■ **Texto extraído**:
2001 La odisea cumplida

La huella dejada por la obra maestra de Kubrick

26 julio, 2000 02:00

Stanley Kubrick (a la izquierda) en el rodaje de 2001, una odisea del espacio

Excesiva y visionaria, 2001, una odisea del espacio marcó un punto de inflexión en la historia de la ciencia-ficción cinematográfica. A las puertas del año que Arthur C. Clarke tomó como referencia, ¿qué ha quedado de la herencia de esta obra maestra? ¿Cómo el nuevo cine fantástico, revitalizado por los aires futuristas del siglo XXI, ha despejado las incógnitas planteadas por Kubrick? ¿Ha sustituido la máquina al hombre como predijeron cineasta y escritor? De lo que no hay duda es de que, pasados 32 años, el filme sigue siendo la piedra angular del género, que cambió una forma de acción por la reflexión.

Pronto tendremos el privilegio de ser ciudadanos del 2001. Cuando 2001, una odisea del espacio se estrenó en el Loew’s Capitol de Nueva York el 4 de abril de 1968, ni siquiera Kubrick podía imaginar que su futuro imaginado, monopolizado por un misterioso monolito, acertaría tanto en su afán megalómano y visionario. En efecto, los seres humanos somos prisioneros de una tecnología que hemos creado para ser más libres, prisioneros de ese Hal 9000 que quiere dominar nuestra voluntad desde el más profundo de sus circuitos. Liberándonos del peso específico de esa tecnología, podremos llegar, pues, a enfrentarnos a solas con nosotros mismos y alcanzar la categoría de superhombres, que es lo que alcanza David Bowman (Keir Dullea), el héroe kubrickiano por excelencia. Nos encontramos en el umbral de nuestro propio epílogo, y ahí radica la importancia y la perenne modernidad de la propuesta de Kubrick. Más allá de sus innegables innovaciones técnicas, que revolucionaron el género de ciencia-ficción (SF) sin darle la oportunidad de la nostalgia o la desdicha (lo destruyeron para reinventarlo), 2001, una odisea del espacio introdujo la noción de "metafísica" en la SF cinematográfica. Hasta aquel momento, la aproximación del séptimo arte (que no la de la literatura, siempre unos cuantos pasos por delante del cine: sin ir más lejos, El fin de la inocencia, novela de Arthur C. Clarke que está en el germen del filme de Kubrick, fue publicada en 1953), al género fue más bien frívola: un sideral fragmento de diversión con ciertos apuntes apocalípticos, asociados casi siempre al miedo a los invasores comunistas o al puro disfrute visual. Nadie (tal vez exceptuando la mítica y camp Planeta prohibido), sin embargo, había utilizado la SF con el fin de descubrir -no demostrar- la existencia de Dios: Kubrick lo hizo.

■ **Ejercicios**:
a - Enumera todos los títulos de películas y novelas que se mencionan en el artículo sobre 2001.
b - Según el artículo sobre 2001, ¿en qué sala y en qué fecha se estrenó la película?
c - Prosigue la redacción del artículo sobre 2001 a partir de su última oración.
Los datos no tienen relación con el artículo sobre 2001.

■ **Datos proporcionados**:
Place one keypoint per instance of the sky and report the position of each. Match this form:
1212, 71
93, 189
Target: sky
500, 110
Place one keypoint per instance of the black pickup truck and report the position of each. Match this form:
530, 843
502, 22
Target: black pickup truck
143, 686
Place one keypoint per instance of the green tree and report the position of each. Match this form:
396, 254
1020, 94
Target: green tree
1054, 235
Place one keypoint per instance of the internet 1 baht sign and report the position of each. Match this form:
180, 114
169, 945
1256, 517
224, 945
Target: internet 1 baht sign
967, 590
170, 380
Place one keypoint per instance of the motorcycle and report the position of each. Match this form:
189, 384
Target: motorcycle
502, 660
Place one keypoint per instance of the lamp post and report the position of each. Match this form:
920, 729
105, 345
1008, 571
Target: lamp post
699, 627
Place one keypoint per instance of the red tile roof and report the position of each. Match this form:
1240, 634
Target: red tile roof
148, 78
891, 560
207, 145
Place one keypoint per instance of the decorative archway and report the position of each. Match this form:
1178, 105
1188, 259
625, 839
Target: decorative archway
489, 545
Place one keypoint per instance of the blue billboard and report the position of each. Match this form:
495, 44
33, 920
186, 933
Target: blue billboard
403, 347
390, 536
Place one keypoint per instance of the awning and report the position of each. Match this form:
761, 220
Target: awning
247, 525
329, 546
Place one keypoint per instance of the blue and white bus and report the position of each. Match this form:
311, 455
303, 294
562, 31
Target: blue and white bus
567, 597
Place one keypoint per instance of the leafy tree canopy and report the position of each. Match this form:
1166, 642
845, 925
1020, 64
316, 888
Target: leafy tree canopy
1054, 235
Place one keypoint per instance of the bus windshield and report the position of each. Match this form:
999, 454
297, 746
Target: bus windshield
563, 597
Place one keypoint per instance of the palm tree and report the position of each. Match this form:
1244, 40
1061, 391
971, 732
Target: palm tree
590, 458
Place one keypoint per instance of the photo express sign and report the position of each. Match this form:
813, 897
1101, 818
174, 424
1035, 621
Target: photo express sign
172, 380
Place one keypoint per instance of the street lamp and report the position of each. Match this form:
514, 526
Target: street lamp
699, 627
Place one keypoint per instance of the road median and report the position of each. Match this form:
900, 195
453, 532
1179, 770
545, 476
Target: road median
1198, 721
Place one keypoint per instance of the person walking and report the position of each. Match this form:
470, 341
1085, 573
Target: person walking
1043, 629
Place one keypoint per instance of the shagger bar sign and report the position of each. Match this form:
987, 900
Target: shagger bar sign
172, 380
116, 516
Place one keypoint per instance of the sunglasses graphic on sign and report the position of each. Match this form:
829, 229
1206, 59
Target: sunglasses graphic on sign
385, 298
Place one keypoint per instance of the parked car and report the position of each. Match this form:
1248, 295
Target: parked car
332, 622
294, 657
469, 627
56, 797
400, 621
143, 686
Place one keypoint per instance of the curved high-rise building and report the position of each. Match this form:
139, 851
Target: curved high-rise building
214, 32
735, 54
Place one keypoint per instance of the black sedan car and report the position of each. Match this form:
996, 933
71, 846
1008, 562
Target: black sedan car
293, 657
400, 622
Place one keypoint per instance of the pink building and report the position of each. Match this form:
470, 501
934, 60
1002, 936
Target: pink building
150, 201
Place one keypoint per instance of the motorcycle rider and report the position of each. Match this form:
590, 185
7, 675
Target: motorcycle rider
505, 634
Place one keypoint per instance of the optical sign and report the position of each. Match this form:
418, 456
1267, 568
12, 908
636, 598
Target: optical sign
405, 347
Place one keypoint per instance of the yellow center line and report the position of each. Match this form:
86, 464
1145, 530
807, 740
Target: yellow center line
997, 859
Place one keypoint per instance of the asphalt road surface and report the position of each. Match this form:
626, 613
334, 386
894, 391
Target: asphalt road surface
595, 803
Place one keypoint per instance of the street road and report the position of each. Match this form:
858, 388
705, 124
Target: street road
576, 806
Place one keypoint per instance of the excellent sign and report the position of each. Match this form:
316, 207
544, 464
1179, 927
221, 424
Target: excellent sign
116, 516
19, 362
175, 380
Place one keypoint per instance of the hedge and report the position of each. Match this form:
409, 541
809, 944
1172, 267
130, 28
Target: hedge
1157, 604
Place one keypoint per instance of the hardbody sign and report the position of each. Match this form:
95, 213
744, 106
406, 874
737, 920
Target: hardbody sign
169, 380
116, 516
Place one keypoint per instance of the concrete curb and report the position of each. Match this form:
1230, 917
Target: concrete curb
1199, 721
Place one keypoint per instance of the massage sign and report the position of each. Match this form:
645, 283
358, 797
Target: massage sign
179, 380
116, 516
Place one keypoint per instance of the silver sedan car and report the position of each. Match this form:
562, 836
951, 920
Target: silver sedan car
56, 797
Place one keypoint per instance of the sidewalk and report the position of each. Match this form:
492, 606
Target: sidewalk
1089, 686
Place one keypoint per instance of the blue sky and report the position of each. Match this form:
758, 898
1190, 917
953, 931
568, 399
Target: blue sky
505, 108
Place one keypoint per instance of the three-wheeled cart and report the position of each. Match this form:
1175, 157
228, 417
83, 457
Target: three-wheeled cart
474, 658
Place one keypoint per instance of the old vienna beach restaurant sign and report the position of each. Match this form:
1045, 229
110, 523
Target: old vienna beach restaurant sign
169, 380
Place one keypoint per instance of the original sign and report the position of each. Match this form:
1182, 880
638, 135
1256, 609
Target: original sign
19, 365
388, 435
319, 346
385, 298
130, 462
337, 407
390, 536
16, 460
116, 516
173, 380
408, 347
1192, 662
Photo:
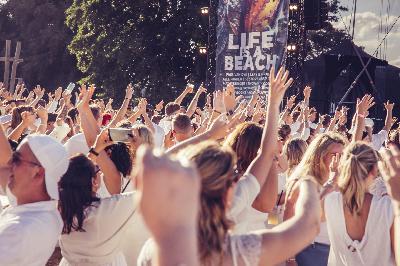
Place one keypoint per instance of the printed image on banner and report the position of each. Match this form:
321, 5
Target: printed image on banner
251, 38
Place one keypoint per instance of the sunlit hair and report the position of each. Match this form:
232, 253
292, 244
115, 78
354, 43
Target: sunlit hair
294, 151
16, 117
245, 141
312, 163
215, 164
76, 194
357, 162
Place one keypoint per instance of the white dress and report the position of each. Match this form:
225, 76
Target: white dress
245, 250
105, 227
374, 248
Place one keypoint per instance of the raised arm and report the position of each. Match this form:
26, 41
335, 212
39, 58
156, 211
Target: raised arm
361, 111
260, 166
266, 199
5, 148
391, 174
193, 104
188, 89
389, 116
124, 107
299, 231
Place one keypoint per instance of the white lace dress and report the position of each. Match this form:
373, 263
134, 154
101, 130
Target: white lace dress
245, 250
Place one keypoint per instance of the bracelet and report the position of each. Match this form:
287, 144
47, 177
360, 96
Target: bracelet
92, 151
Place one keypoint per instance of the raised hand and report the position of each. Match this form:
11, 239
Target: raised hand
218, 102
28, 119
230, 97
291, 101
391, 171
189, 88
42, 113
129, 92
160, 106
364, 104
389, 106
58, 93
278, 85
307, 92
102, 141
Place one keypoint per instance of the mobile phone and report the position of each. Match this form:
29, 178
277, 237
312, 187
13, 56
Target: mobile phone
* * *
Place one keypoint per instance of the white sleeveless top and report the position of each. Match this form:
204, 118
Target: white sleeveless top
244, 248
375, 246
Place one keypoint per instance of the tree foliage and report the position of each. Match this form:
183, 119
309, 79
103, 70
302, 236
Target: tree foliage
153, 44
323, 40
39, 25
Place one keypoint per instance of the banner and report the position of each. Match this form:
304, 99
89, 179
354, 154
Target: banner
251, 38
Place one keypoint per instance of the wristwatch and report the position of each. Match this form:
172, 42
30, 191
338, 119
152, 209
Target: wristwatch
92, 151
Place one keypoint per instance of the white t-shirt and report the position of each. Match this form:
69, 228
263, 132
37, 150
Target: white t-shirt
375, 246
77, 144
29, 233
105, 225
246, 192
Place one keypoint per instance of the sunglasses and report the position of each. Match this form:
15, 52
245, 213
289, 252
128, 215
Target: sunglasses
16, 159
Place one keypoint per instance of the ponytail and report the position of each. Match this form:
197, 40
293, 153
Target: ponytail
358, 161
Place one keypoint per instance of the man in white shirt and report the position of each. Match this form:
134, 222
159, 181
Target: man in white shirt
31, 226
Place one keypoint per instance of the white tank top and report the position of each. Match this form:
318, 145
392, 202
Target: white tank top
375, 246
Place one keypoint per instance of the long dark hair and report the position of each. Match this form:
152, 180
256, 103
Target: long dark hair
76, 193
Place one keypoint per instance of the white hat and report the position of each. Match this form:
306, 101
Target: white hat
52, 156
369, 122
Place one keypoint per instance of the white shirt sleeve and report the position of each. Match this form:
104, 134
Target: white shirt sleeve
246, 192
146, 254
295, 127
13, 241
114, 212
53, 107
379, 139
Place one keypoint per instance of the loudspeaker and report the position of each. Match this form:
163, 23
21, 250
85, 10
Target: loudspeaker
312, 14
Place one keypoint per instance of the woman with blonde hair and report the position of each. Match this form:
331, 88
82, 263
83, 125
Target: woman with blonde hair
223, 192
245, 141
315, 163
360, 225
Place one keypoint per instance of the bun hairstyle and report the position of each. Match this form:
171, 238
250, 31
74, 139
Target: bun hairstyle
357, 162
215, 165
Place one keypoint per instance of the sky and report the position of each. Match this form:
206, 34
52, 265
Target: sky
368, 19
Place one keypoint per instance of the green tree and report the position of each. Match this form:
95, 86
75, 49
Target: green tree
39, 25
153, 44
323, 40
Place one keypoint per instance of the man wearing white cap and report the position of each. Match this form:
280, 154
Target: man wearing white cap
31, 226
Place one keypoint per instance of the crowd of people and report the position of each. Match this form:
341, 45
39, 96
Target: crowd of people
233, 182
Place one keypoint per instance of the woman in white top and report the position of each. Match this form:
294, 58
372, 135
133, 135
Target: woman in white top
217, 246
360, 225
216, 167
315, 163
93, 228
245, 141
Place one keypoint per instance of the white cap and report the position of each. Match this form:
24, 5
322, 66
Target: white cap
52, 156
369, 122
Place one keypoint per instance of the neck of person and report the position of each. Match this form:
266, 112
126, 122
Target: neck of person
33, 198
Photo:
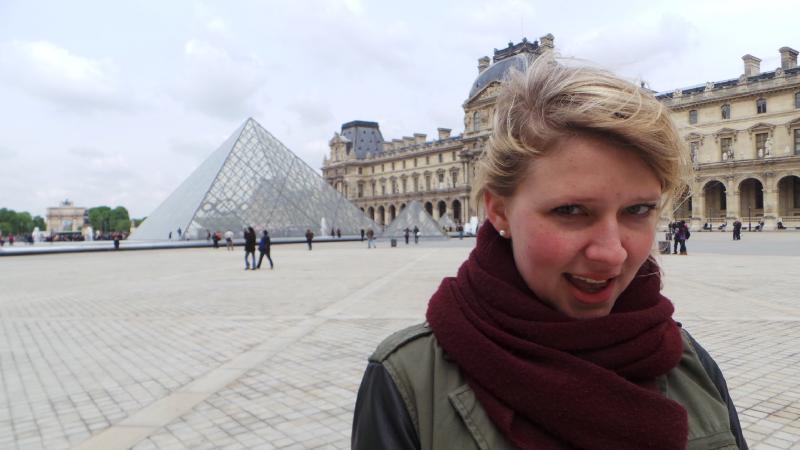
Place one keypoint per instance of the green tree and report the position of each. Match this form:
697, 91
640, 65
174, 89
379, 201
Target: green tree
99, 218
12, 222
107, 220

■ **Respuestas**:
a -
- 2001, una odisea del espacio
- El fin de la inocencia
- Planeta prohibido

b - En el Loew's Capitol de Nueva York, el 4 de abril de 1968.

c -
Según David Pringle, editor de las revistas especializadas en el género "Interzone" y "Foundation", la SF "proporciona a nuestra sociedad urbanizada y tecnológica sus mitos más eficaces (...), mitos literarios que no necesariamente fuerzan la fe, pero que nos ayudan a comprender los devastadores cambios que asuelan nuestro mundo (...) Es un conjunto de historias que nos contamos a nosotros mismos con el fin de superar el miedo y la perplejidad".

Vertiente fundacional

Pocas películas después de 2001 indagaron en esa vertiente fundacional de la SF: La guerra de las galaxias vendió los mitos de siempre -los del serial de aventuras- suspendidos en un vacío carente de gravedad y excedente de impecables efectos especiales, y Blade Runner vendió con maestría un complejo imaginario futurista, estéticamente precoz y visionario, que apuntaba ciertas reflexiones filosóficas sobre la identidad humana (concentradas en el hermoso discurso final de Rutger Hauer, replicante sin miedo a la vida). Ninguna de las dos, sin embargo, deseaba responder las preguntas que el famoso monolito de 2001 -según Kubrick, la definición científica de Dios en un universo habitado por la inteligencia, en el que las civilizaciones superiores estarían tan alejadas de nosotros como nosotros de las hormigas- había dejado flotando en la atmósfera cero.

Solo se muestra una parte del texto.